Problem description -> Return each line of the records below that contains the word "blue".
────────
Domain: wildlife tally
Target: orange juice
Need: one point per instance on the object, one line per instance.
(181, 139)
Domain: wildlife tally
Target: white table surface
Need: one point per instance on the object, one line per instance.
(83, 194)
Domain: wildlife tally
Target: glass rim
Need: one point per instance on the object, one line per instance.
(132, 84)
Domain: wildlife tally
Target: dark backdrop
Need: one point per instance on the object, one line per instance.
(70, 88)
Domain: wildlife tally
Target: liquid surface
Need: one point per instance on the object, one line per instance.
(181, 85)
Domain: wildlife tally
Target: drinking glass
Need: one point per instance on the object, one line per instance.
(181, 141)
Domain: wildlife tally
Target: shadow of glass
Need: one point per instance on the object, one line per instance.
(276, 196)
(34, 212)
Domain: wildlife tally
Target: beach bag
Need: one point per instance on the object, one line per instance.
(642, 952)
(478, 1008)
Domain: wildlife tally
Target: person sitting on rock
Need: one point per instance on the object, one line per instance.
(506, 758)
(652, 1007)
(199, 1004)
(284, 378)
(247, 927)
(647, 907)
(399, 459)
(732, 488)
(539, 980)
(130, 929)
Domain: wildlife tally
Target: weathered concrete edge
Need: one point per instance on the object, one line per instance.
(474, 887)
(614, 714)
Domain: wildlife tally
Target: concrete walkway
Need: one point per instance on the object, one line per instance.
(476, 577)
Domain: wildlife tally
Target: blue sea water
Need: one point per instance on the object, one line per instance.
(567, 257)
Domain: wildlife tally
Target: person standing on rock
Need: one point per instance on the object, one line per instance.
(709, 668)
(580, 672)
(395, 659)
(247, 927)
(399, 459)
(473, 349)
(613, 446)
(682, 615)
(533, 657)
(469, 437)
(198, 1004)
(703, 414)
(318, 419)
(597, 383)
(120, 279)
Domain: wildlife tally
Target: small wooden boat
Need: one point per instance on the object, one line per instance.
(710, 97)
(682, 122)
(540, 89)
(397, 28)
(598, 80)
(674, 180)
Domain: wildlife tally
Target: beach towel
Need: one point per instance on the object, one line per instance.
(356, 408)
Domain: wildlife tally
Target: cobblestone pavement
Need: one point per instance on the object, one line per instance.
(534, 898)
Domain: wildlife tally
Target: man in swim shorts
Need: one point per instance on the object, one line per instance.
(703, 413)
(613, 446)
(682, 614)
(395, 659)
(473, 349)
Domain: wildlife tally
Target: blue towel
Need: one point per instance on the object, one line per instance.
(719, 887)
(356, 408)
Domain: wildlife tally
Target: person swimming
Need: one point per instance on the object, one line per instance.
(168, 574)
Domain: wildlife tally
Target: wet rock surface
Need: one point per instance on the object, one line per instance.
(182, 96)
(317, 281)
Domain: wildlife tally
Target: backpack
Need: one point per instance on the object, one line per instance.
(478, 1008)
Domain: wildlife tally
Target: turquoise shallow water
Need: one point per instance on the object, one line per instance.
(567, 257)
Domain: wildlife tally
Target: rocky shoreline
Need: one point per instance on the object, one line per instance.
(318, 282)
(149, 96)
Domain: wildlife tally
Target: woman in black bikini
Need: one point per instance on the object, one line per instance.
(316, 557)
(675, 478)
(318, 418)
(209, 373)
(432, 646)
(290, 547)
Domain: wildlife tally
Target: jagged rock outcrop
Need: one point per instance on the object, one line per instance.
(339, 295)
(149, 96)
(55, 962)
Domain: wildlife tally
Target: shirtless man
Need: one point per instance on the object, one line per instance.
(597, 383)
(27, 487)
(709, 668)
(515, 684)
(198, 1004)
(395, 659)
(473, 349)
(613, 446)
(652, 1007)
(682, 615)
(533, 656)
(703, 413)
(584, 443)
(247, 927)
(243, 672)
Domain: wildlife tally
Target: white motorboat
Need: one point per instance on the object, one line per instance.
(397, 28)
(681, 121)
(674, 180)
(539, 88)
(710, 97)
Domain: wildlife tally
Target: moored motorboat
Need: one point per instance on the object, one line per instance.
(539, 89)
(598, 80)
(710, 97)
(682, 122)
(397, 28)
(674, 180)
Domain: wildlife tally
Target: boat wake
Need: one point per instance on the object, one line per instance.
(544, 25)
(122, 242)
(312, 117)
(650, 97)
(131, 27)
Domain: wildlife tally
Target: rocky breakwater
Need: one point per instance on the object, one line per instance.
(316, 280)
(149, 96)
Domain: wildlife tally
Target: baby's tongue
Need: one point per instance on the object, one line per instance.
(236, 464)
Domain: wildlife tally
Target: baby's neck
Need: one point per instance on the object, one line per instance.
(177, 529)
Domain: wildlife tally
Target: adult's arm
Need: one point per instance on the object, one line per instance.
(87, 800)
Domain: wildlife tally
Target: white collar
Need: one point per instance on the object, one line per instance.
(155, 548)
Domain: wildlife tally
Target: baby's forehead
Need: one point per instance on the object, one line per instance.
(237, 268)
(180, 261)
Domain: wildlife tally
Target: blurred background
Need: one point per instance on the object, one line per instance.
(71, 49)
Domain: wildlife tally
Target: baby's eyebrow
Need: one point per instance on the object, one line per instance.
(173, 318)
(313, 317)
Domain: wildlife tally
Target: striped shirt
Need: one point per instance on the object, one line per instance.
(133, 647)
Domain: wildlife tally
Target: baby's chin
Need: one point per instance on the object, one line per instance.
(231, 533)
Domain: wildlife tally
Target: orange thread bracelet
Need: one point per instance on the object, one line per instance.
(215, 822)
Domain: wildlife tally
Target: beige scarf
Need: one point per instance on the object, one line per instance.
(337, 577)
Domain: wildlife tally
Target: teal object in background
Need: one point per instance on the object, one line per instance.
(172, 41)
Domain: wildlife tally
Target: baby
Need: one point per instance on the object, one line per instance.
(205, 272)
────────
Worked solution ->
Target: blue sea water
Target: blue towel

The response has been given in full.